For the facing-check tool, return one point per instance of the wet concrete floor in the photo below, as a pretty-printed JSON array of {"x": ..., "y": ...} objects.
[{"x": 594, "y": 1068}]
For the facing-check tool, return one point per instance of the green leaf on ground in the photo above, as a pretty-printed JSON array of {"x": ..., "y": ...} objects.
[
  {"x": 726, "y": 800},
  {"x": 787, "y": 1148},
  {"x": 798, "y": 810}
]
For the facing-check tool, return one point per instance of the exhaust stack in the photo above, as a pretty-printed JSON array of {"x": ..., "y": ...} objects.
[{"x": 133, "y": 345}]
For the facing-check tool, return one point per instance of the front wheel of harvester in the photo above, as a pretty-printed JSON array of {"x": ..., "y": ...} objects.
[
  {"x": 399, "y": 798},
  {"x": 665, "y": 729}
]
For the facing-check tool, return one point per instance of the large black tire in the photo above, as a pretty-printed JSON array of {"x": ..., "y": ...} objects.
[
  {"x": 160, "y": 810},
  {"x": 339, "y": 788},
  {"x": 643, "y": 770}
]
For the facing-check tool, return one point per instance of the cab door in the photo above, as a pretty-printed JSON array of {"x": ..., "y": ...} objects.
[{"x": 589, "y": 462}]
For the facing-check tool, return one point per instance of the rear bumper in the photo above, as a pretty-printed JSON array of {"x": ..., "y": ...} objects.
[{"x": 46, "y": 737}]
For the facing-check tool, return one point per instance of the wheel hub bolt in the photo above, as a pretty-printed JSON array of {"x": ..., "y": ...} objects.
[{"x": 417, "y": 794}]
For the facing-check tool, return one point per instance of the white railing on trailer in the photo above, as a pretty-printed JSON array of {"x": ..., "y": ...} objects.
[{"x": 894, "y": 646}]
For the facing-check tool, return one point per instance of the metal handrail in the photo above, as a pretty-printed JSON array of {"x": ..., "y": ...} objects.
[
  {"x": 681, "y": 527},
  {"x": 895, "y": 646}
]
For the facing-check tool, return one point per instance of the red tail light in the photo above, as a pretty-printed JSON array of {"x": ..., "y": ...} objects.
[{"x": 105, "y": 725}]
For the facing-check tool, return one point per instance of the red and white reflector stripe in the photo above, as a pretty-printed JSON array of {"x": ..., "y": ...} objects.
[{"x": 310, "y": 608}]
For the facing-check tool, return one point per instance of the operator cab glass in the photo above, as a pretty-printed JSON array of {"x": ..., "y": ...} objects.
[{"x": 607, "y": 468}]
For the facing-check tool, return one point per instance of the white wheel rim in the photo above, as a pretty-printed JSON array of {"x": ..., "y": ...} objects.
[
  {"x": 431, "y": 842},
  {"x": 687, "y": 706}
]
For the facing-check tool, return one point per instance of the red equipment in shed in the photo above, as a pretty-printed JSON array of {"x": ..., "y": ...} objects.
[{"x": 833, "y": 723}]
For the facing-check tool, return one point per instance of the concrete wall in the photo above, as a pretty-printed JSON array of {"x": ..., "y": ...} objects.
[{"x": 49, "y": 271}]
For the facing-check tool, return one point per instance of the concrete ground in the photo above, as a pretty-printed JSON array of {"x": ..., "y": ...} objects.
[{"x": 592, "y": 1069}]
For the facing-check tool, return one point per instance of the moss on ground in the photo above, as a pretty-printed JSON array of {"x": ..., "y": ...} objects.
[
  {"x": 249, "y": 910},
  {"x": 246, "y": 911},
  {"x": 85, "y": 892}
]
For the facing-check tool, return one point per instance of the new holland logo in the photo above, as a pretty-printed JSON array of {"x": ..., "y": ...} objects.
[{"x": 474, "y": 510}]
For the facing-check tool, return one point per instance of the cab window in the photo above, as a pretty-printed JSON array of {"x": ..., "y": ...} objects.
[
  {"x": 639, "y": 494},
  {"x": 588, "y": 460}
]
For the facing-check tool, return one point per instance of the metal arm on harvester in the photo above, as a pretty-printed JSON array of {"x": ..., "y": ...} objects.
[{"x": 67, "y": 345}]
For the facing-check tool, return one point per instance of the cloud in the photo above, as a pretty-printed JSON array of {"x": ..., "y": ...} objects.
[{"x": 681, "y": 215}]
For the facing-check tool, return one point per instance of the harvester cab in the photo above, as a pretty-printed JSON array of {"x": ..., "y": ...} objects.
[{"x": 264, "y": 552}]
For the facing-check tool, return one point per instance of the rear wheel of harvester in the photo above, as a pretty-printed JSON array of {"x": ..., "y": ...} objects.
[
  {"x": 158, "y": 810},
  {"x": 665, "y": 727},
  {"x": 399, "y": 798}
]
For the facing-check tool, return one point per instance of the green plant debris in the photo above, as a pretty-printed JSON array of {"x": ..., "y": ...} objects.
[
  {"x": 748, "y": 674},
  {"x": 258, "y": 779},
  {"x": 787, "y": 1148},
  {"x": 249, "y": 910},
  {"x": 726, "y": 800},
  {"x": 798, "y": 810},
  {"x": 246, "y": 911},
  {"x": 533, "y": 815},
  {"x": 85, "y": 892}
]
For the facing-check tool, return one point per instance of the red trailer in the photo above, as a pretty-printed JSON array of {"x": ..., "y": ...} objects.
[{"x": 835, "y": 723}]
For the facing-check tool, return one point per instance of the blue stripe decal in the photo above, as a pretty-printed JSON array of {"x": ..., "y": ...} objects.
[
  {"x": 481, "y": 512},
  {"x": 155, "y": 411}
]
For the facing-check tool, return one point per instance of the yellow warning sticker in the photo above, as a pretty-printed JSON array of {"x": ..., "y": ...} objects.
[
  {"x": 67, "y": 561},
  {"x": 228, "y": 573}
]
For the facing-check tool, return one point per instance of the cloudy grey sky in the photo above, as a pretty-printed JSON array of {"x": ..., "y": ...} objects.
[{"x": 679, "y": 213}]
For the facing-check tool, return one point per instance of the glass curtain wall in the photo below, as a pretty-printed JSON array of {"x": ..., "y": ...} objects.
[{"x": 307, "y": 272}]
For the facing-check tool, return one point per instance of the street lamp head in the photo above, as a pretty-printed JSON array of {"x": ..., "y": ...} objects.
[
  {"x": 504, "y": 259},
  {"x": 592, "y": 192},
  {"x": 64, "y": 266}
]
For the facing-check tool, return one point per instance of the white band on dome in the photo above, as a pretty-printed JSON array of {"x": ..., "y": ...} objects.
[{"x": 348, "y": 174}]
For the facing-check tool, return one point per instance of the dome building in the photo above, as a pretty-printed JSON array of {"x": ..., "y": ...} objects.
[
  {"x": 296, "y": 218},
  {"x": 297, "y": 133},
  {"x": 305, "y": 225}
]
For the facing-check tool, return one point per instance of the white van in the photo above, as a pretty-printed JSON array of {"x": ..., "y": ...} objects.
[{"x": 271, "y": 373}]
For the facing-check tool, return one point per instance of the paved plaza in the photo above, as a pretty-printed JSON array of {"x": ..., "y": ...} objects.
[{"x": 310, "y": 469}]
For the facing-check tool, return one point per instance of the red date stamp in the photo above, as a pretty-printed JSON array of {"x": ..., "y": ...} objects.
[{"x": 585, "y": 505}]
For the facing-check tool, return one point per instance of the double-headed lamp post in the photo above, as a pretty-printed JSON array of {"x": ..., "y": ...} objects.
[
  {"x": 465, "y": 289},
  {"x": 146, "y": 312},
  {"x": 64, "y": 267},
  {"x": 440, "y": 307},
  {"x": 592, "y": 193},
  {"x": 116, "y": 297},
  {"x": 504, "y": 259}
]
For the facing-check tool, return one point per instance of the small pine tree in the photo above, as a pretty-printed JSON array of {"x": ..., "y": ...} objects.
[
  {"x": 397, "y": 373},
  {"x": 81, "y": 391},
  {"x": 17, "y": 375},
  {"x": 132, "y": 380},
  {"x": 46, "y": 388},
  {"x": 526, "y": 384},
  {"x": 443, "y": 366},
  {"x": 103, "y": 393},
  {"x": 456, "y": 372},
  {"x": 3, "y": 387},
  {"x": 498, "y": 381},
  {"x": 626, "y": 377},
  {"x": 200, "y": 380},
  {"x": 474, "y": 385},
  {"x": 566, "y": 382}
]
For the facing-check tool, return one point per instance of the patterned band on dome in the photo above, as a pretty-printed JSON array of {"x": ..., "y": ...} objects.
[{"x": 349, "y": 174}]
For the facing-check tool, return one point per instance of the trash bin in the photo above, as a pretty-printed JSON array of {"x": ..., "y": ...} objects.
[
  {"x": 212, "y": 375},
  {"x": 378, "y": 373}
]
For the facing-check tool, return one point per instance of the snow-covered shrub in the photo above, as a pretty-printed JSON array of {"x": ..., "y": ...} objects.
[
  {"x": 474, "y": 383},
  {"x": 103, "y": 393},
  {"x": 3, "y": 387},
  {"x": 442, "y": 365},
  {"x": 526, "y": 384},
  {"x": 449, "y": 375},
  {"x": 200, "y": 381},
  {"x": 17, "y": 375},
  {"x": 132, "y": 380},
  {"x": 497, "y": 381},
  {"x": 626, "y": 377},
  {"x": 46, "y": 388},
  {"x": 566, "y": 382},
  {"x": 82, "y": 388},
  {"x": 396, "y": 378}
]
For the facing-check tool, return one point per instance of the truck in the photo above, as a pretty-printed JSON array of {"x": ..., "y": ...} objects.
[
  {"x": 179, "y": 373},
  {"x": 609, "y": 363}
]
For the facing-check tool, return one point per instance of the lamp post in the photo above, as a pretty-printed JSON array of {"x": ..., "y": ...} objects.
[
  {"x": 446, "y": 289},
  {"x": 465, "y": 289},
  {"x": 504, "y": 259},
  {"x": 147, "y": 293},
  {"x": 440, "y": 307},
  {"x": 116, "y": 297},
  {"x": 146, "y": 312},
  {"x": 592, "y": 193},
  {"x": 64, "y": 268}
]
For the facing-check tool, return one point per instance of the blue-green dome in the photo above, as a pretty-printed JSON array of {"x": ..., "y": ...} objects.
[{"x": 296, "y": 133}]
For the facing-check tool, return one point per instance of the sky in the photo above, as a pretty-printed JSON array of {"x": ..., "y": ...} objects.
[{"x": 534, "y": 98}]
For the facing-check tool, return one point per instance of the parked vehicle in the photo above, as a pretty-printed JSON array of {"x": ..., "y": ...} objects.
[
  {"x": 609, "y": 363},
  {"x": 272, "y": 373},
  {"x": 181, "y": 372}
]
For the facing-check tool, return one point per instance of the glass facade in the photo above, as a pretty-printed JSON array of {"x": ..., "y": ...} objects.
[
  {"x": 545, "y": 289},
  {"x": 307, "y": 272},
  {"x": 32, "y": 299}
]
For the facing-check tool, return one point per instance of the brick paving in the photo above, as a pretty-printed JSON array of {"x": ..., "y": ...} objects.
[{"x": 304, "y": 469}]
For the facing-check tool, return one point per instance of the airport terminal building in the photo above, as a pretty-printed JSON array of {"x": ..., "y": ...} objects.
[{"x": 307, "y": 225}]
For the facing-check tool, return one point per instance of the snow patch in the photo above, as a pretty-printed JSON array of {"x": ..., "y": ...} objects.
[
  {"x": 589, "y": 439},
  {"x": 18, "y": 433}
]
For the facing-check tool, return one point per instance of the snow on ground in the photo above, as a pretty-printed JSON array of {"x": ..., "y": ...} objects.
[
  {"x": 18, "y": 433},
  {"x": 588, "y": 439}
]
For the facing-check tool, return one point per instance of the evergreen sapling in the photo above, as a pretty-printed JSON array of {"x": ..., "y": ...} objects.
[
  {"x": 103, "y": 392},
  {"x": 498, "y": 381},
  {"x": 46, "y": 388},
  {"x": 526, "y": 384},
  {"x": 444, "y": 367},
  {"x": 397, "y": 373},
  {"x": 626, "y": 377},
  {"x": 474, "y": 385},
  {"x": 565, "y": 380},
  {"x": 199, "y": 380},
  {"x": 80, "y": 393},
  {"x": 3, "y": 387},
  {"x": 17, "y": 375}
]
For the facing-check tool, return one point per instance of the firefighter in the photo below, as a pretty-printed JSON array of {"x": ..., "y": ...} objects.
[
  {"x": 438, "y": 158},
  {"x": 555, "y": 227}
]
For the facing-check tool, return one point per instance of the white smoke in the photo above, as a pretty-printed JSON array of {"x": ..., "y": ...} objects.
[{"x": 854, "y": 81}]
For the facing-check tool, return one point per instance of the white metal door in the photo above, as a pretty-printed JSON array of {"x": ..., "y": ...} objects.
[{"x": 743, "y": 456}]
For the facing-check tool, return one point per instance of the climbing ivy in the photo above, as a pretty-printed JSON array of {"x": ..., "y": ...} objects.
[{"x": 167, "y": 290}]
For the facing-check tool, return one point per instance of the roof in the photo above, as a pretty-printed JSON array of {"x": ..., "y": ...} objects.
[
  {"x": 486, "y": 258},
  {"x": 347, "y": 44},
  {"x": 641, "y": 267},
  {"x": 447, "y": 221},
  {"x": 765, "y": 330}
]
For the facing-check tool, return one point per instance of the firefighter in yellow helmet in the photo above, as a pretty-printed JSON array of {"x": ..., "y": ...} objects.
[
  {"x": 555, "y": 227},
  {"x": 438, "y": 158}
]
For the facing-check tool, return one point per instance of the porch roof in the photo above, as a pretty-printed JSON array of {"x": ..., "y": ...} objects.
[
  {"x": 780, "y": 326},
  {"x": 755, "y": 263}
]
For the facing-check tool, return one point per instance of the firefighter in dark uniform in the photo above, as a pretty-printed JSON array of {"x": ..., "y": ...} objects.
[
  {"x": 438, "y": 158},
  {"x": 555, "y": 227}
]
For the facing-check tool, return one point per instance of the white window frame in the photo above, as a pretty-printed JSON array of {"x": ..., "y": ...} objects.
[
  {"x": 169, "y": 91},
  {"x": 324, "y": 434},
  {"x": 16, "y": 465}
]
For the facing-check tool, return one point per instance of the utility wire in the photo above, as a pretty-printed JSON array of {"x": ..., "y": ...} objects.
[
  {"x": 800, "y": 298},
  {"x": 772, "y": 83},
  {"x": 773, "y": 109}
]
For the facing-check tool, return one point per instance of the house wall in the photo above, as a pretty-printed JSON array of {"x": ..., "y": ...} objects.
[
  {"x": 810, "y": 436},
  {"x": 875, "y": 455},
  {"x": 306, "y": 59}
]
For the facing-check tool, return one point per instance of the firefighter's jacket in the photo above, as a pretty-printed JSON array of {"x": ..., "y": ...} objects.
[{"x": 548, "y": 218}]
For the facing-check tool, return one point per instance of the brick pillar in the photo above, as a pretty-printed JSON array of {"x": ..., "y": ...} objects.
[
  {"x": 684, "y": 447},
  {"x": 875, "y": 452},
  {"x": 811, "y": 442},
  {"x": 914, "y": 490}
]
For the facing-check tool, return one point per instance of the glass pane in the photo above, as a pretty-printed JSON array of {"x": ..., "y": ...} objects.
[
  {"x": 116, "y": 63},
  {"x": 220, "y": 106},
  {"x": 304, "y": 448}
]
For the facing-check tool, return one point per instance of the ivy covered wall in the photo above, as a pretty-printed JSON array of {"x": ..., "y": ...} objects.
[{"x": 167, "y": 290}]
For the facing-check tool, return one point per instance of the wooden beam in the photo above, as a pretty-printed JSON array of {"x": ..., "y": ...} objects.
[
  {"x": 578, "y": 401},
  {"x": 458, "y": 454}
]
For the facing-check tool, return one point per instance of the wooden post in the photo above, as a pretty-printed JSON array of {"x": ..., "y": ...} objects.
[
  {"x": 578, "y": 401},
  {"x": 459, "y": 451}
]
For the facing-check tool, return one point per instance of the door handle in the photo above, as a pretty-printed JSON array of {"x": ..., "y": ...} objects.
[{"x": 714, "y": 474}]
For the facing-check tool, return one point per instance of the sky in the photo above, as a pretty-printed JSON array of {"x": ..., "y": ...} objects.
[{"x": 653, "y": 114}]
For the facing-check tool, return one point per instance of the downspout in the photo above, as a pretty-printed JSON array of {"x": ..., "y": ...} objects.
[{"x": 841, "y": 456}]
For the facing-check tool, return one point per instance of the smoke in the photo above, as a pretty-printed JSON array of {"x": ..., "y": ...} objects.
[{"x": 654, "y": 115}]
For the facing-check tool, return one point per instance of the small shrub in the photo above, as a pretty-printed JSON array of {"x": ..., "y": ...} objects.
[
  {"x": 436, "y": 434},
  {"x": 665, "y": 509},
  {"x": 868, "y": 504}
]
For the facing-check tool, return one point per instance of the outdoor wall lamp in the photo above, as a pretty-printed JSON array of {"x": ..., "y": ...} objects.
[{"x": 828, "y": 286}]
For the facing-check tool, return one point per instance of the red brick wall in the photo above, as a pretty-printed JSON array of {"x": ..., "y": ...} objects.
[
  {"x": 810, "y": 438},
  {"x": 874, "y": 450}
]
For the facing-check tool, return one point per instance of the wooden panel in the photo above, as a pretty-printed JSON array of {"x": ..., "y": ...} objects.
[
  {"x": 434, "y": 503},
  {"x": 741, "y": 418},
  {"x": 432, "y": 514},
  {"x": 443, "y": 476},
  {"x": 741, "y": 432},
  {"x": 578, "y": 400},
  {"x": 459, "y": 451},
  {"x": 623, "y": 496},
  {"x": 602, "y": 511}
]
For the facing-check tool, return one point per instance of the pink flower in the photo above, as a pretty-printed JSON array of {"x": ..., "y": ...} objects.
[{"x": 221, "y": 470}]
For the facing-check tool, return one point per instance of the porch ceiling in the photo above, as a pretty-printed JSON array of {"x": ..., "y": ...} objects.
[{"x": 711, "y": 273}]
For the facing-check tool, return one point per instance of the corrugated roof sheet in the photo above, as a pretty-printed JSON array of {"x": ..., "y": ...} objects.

◆ ◆ ◆ ◆ ◆ ◆ ◆

Directive » Exactly repeat the lines from the line that contains "the red brick" to the end of the entries, both included, and leave out all other lines.

Exercise output »
For the facing-check tool, return one point per instance of the red brick wall in the photo above, as a pretty-printed JSON array of {"x": ..., "y": ...} objects.
[
  {"x": 810, "y": 438},
  {"x": 874, "y": 450}
]
For the facing-check tool, return one point per instance of the wooden panel in the photo above, as a pretty-printed JSON array of {"x": ..., "y": ...} objects.
[
  {"x": 434, "y": 503},
  {"x": 741, "y": 418},
  {"x": 432, "y": 514},
  {"x": 443, "y": 476},
  {"x": 741, "y": 432},
  {"x": 578, "y": 400},
  {"x": 459, "y": 451},
  {"x": 623, "y": 496},
  {"x": 602, "y": 511}
]
For the facing-check tool, return one point per instance of the pink flower in the photo above, as a pretty-printed JSON array of {"x": ..., "y": ...} objects.
[{"x": 221, "y": 470}]
For the facing-check tool, return one point per instance of the porch ceiling in the photo above, as a pretty-printed JSON array of {"x": ..., "y": ...} objects.
[{"x": 711, "y": 273}]
For the facing-check tool, return one point per instance of the corrugated roof sheet in the photo above, as a pretty-printed JSON array of {"x": ..., "y": ...} objects.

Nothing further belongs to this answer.